What is asked =
Return every line of the records below, unchanged and in the same order.

Collected data:
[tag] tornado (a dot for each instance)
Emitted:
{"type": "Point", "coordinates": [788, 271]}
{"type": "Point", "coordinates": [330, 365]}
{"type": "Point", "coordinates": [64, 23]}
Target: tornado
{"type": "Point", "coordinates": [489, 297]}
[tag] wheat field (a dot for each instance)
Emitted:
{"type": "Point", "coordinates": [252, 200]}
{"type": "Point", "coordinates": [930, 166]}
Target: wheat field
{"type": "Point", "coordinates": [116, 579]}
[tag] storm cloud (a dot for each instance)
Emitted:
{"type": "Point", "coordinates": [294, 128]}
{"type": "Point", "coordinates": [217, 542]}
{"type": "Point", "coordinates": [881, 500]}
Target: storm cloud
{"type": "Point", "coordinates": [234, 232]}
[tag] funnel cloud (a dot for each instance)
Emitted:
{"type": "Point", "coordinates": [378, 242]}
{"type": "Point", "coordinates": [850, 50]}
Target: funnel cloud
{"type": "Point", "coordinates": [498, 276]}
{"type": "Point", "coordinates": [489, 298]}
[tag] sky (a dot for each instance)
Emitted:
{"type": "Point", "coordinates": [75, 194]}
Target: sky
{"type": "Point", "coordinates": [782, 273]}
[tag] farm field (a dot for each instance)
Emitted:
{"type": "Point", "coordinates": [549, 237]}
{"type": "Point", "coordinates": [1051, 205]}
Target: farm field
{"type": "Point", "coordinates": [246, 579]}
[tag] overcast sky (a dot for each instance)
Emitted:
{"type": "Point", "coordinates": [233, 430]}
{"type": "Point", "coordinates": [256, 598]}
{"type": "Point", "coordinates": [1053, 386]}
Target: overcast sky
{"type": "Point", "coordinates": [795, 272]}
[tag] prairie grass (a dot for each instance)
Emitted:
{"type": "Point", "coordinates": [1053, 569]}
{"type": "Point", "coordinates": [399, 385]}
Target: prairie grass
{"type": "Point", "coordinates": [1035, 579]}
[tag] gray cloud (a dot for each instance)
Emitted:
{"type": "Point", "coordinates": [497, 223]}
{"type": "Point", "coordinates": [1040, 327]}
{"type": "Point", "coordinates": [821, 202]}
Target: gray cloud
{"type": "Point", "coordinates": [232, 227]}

Expected answer =
[tag] tornado (a dot for each instance)
Emitted:
{"type": "Point", "coordinates": [788, 271]}
{"type": "Point", "coordinates": [330, 365]}
{"type": "Point", "coordinates": [64, 23]}
Target: tornado
{"type": "Point", "coordinates": [489, 297]}
[tag] wheat field (a dot for each instance)
Emitted:
{"type": "Point", "coordinates": [252, 200]}
{"type": "Point", "coordinates": [930, 166]}
Target: wheat field
{"type": "Point", "coordinates": [116, 579]}
[tag] storm cloud (a dot for each instance)
Emitted:
{"type": "Point", "coordinates": [294, 128]}
{"type": "Point", "coordinates": [217, 542]}
{"type": "Point", "coordinates": [881, 500]}
Target: storm cloud
{"type": "Point", "coordinates": [234, 232]}
[tag] funnel cloud (a dot for each instance)
Emitted:
{"type": "Point", "coordinates": [378, 242]}
{"type": "Point", "coordinates": [850, 50]}
Target: funnel cloud
{"type": "Point", "coordinates": [498, 276]}
{"type": "Point", "coordinates": [489, 298]}
[tag] sky (a dot for each instance)
Emitted:
{"type": "Point", "coordinates": [75, 194]}
Target: sky
{"type": "Point", "coordinates": [782, 273]}
[tag] farm field (a dot for each instance)
Emitted:
{"type": "Point", "coordinates": [549, 237]}
{"type": "Point", "coordinates": [1051, 205]}
Target: farm field
{"type": "Point", "coordinates": [246, 579]}
[tag] overcast sky (a dot for each instance)
Emitted:
{"type": "Point", "coordinates": [233, 430]}
{"type": "Point", "coordinates": [256, 598]}
{"type": "Point", "coordinates": [1053, 386]}
Target: overcast sky
{"type": "Point", "coordinates": [795, 272]}
[tag] prairie grass (a dot for each instance)
Emitted:
{"type": "Point", "coordinates": [1053, 569]}
{"type": "Point", "coordinates": [399, 385]}
Target: prairie grass
{"type": "Point", "coordinates": [1035, 579]}
[tag] gray cloud (a dot for each instance)
Emitted:
{"type": "Point", "coordinates": [497, 223]}
{"type": "Point", "coordinates": [1040, 327]}
{"type": "Point", "coordinates": [821, 202]}
Target: gray cloud
{"type": "Point", "coordinates": [232, 227]}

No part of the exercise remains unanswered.